*WHAT IS BEING ASKED:* Copy out every row below, changing each "outline" to "boundary" and keeping all other wording unchanged. Leave the pictures out of your version.

>> START MATERIAL SHOWN

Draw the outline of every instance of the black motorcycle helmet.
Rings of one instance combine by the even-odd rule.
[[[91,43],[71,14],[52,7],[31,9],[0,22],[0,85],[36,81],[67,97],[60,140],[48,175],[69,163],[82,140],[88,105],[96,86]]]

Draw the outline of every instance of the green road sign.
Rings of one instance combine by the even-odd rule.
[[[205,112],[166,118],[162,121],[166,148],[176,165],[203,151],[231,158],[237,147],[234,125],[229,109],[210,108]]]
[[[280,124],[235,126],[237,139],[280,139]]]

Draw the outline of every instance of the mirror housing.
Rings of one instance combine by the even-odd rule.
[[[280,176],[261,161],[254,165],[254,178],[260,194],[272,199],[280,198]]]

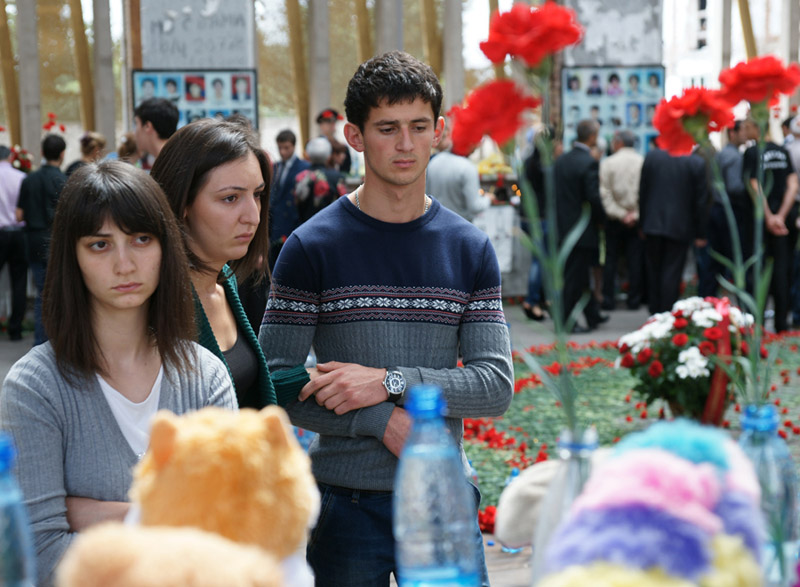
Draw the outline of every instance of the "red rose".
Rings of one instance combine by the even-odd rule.
[[[650,349],[650,347],[646,347],[639,351],[639,354],[636,355],[636,360],[639,361],[639,364],[644,365],[651,359],[652,356],[653,351]]]
[[[675,346],[683,346],[687,342],[689,342],[689,336],[685,332],[679,332],[675,336],[672,337],[672,344]]]
[[[658,377],[663,372],[664,372],[664,365],[662,365],[661,361],[659,361],[658,359],[650,363],[650,367],[647,369],[647,374],[653,378]]]
[[[575,12],[555,2],[529,6],[519,2],[508,12],[496,12],[489,25],[489,38],[481,51],[492,63],[502,63],[506,55],[536,67],[550,55],[581,40],[583,27]]]
[[[708,133],[733,126],[730,104],[717,90],[686,88],[681,96],[661,100],[653,115],[658,146],[671,155],[688,155]]]
[[[779,94],[791,94],[800,85],[800,66],[791,63],[784,67],[777,57],[765,55],[724,70],[719,82],[721,94],[730,104],[747,100],[777,106]]]
[[[478,86],[466,97],[464,106],[453,106],[448,112],[453,153],[469,155],[483,135],[489,135],[502,146],[522,125],[522,111],[536,108],[540,103],[539,98],[523,93],[511,80]]]
[[[702,341],[697,347],[700,349],[700,354],[704,357],[708,357],[709,355],[713,355],[717,352],[716,345],[711,342],[710,340]]]

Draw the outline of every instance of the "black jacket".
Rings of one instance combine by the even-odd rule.
[[[655,148],[644,158],[639,223],[650,236],[690,242],[706,237],[706,163],[700,155],[673,157]]]
[[[589,204],[589,226],[578,239],[577,247],[596,249],[597,225],[605,220],[600,202],[600,176],[597,160],[587,148],[574,147],[556,159],[553,169],[556,186],[556,220],[558,241],[577,224],[584,204]]]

>> END MATERIAL SHOWN

*RESULT FOR THIS EXERCISE:*
Draw the boundary of every instance of the black motorcycle helmet.
Rings of one instance combine by the even-odd rule.
[[[91,43],[71,14],[52,7],[31,9],[0,22],[0,85],[36,81],[67,97],[60,140],[48,175],[69,163],[82,140],[88,105],[96,86]]]

Draw the boundary of every instance of the green road sign.
Rings of one instance combine by the even-odd rule.
[[[205,112],[166,118],[162,121],[166,148],[176,165],[203,151],[231,158],[237,147],[234,125],[229,109],[210,108]]]
[[[280,124],[235,126],[237,139],[280,139]]]

Draw the boundary of every instance of the mirror housing.
Rings of one instance combine by the even-odd rule.
[[[280,176],[261,161],[254,165],[254,178],[260,194],[272,199],[280,198]]]

Draw the boundary of every instance of the "red rose".
Rings of one instance combine by the even-odd rule.
[[[650,349],[650,347],[646,347],[639,351],[639,354],[636,355],[636,360],[639,361],[639,364],[644,365],[651,359],[652,356],[653,351]]]
[[[675,346],[683,346],[687,342],[689,342],[689,336],[685,332],[679,332],[675,336],[672,337],[672,344]]]
[[[658,377],[663,372],[664,372],[664,365],[662,365],[661,361],[659,361],[658,359],[650,363],[650,367],[647,369],[647,374],[653,378]]]
[[[575,12],[555,2],[529,6],[519,2],[508,12],[496,12],[489,25],[489,38],[481,51],[492,63],[502,63],[506,55],[536,67],[550,55],[581,40],[583,27]]]
[[[708,133],[733,126],[730,104],[717,90],[686,88],[681,96],[661,100],[653,115],[658,146],[671,155],[688,155]]]
[[[779,94],[791,94],[800,85],[800,66],[791,63],[784,67],[777,57],[765,55],[724,70],[719,82],[721,94],[730,104],[747,100],[777,106]]]
[[[478,86],[466,97],[464,106],[453,106],[448,112],[453,153],[469,155],[483,135],[489,135],[502,146],[522,125],[522,111],[536,108],[540,103],[539,98],[523,93],[511,80]]]
[[[702,341],[697,347],[700,349],[700,354],[704,357],[708,357],[709,355],[713,355],[717,352],[716,345],[711,342],[710,340]]]

Draw the boundary of every instance of the "black jacket".
Rings of one instance combine by the even-odd rule.
[[[655,148],[644,158],[639,223],[650,236],[690,242],[706,237],[706,163],[700,155],[673,157]]]
[[[589,204],[589,226],[578,239],[577,247],[596,249],[597,225],[605,220],[600,202],[600,176],[597,160],[587,148],[574,147],[556,159],[553,169],[556,186],[556,220],[558,241],[577,224],[584,204]]]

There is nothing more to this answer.